## Task
Count the lines in the records below that contain the string "woman", and reply with that number alone.

## Record set
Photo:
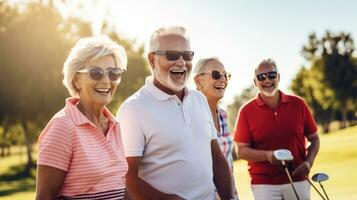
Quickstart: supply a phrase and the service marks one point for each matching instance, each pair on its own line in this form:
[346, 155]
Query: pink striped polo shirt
[95, 163]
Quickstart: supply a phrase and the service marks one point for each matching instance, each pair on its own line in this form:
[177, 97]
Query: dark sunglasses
[97, 73]
[269, 75]
[216, 75]
[175, 55]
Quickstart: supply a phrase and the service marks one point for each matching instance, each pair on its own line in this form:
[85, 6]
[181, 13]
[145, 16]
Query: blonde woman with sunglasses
[81, 154]
[212, 79]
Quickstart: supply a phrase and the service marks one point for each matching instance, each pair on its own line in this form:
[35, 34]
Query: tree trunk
[28, 141]
[344, 116]
[326, 127]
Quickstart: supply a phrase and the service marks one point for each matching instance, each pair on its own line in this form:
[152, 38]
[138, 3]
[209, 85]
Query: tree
[238, 102]
[340, 70]
[331, 78]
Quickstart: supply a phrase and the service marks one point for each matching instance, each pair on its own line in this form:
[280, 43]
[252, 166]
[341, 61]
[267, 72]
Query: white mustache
[178, 68]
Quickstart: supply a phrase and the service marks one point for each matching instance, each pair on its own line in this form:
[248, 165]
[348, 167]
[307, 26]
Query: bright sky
[241, 33]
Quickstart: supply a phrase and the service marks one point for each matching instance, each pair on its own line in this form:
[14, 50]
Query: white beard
[269, 94]
[165, 79]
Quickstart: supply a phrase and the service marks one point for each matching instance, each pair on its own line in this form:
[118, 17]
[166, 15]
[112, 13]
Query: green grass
[337, 158]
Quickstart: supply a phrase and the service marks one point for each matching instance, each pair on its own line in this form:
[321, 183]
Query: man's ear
[151, 59]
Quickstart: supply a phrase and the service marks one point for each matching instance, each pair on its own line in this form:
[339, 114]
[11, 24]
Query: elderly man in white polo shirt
[168, 132]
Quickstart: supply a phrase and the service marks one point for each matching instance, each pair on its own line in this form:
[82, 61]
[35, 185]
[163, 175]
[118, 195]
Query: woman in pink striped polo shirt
[81, 153]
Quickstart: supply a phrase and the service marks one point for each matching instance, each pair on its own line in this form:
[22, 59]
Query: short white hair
[88, 50]
[200, 65]
[164, 31]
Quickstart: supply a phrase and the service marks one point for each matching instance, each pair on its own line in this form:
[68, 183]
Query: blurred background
[312, 43]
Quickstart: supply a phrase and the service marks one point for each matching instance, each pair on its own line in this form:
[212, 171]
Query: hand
[271, 158]
[173, 197]
[303, 169]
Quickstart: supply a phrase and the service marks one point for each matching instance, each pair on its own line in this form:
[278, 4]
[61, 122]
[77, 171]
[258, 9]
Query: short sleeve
[310, 126]
[242, 133]
[132, 134]
[55, 148]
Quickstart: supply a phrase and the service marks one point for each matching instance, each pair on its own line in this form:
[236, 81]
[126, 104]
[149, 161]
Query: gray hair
[164, 31]
[88, 50]
[268, 61]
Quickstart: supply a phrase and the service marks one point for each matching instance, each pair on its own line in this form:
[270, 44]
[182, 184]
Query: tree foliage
[330, 84]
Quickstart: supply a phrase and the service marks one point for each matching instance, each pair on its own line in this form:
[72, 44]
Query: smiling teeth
[102, 90]
[177, 71]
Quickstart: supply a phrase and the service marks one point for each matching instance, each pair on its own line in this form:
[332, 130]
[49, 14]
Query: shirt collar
[156, 92]
[283, 99]
[79, 118]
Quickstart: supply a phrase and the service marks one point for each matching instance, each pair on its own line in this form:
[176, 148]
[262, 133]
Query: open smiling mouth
[178, 72]
[103, 91]
[220, 87]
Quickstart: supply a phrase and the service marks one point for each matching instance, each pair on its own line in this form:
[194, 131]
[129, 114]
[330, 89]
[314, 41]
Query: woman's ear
[151, 59]
[76, 83]
[197, 82]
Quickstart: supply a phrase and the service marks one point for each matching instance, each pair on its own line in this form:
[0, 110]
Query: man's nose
[181, 61]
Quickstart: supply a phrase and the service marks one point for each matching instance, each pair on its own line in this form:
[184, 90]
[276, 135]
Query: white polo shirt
[173, 138]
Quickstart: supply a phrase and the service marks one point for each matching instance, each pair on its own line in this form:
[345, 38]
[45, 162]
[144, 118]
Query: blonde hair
[88, 50]
[164, 31]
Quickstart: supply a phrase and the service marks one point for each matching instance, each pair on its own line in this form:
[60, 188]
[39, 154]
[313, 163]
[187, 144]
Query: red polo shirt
[283, 128]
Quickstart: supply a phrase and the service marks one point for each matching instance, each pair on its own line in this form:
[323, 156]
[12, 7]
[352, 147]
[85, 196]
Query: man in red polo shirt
[271, 121]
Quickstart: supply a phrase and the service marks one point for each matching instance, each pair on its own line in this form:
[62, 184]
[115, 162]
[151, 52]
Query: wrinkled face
[211, 88]
[172, 75]
[269, 86]
[98, 92]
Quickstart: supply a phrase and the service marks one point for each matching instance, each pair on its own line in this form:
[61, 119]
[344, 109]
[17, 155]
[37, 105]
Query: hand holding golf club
[303, 169]
[272, 159]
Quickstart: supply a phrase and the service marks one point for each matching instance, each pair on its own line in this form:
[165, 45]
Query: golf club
[285, 155]
[307, 178]
[321, 177]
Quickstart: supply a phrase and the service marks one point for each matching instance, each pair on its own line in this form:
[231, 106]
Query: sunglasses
[97, 73]
[269, 75]
[175, 55]
[216, 75]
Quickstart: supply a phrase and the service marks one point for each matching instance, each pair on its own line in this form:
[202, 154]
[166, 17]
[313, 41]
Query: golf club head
[283, 155]
[320, 177]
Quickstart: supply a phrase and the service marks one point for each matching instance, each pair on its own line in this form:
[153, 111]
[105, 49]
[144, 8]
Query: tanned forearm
[222, 176]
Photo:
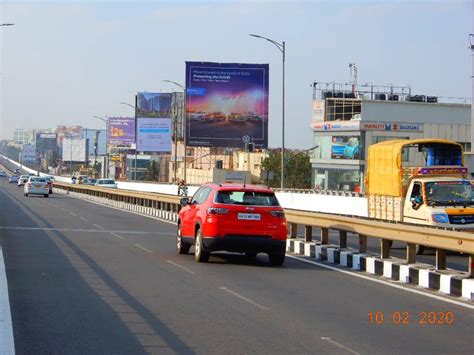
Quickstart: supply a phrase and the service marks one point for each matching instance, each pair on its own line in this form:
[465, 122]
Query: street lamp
[281, 47]
[97, 145]
[182, 87]
[136, 140]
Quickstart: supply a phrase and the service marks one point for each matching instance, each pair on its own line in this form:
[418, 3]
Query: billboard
[75, 149]
[45, 142]
[153, 134]
[226, 104]
[153, 105]
[121, 131]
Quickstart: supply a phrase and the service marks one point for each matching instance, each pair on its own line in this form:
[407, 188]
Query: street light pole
[282, 49]
[136, 138]
[184, 124]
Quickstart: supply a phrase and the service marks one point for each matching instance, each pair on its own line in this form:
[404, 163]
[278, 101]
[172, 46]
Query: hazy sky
[66, 61]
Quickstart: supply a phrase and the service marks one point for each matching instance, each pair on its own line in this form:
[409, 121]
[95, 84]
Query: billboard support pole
[281, 47]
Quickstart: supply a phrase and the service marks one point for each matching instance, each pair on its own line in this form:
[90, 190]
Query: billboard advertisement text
[154, 134]
[226, 104]
[121, 131]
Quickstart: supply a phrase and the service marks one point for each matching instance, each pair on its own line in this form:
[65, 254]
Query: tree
[297, 169]
[153, 172]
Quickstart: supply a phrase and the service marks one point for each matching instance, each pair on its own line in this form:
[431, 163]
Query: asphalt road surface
[84, 278]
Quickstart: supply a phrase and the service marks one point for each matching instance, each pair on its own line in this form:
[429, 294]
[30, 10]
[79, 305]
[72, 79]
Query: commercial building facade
[344, 128]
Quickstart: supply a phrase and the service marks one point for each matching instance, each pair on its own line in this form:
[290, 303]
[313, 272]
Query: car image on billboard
[226, 104]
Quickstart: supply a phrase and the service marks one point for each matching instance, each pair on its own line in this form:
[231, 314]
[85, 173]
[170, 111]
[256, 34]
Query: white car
[23, 180]
[36, 186]
[106, 183]
[13, 178]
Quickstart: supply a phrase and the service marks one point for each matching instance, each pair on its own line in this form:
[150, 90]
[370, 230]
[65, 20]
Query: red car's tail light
[278, 214]
[217, 210]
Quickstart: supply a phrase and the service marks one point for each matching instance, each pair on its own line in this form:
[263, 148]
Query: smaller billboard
[121, 131]
[345, 147]
[153, 104]
[154, 134]
[75, 149]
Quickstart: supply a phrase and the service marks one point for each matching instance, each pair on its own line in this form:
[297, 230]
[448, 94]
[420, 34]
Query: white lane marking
[117, 236]
[387, 283]
[180, 266]
[439, 298]
[122, 210]
[244, 299]
[51, 229]
[143, 248]
[339, 345]
[7, 345]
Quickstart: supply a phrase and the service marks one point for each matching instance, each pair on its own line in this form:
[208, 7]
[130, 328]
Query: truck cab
[440, 201]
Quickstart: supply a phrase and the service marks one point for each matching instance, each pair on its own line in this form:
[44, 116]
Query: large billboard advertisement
[45, 142]
[226, 104]
[121, 131]
[153, 105]
[153, 134]
[75, 149]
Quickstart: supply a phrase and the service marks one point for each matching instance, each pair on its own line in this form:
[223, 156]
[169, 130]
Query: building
[24, 135]
[346, 122]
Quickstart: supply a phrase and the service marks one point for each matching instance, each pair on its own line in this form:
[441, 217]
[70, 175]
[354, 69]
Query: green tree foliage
[153, 172]
[297, 169]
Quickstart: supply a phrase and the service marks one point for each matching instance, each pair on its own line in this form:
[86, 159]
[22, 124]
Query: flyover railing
[167, 206]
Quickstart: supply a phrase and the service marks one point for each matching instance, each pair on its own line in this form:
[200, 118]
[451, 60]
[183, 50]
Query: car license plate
[249, 216]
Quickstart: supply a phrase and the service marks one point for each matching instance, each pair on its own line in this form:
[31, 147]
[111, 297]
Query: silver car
[36, 186]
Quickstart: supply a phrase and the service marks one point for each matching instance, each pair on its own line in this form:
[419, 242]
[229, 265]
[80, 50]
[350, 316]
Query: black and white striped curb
[448, 281]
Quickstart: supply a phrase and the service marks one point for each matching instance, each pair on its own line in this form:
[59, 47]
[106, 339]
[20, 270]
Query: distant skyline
[64, 62]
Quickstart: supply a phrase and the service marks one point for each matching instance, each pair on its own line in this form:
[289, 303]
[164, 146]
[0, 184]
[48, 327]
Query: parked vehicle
[436, 194]
[50, 181]
[232, 217]
[13, 179]
[23, 180]
[110, 183]
[36, 186]
[89, 181]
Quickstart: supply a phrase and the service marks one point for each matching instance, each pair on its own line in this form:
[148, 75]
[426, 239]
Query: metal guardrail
[440, 239]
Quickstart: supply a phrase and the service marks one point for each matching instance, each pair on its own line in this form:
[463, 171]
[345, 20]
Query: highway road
[84, 278]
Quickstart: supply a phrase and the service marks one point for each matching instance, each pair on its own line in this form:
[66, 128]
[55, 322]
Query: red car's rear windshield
[253, 198]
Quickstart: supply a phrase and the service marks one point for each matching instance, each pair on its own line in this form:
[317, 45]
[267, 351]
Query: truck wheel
[181, 247]
[200, 255]
[420, 249]
[276, 259]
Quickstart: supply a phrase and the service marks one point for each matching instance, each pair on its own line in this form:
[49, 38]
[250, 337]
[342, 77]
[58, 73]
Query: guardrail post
[293, 230]
[342, 239]
[411, 253]
[362, 243]
[440, 259]
[385, 248]
[470, 267]
[324, 236]
[308, 233]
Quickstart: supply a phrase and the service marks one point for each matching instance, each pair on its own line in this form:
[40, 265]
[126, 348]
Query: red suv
[232, 217]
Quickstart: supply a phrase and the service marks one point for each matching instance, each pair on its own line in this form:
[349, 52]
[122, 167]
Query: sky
[64, 62]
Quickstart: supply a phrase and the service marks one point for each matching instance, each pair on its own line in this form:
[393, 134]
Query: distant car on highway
[232, 217]
[13, 178]
[22, 180]
[89, 181]
[50, 181]
[110, 183]
[36, 186]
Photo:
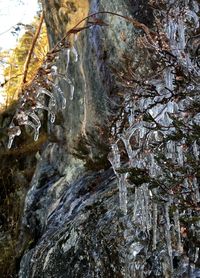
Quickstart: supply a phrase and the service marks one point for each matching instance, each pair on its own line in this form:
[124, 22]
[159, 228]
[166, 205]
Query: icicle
[71, 92]
[12, 132]
[168, 236]
[155, 225]
[48, 93]
[10, 141]
[36, 135]
[75, 53]
[115, 161]
[168, 78]
[68, 58]
[177, 228]
[41, 106]
[135, 204]
[35, 117]
[52, 117]
[63, 99]
[123, 194]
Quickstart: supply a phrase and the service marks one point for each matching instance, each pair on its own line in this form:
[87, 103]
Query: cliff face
[85, 215]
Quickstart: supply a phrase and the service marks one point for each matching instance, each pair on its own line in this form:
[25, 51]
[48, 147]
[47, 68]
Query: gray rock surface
[72, 214]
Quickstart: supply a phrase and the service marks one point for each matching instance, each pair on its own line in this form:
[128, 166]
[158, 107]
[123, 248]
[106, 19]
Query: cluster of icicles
[43, 86]
[142, 142]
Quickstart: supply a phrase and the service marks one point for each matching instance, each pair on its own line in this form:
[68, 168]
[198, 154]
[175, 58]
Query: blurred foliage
[13, 73]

## Final answer
3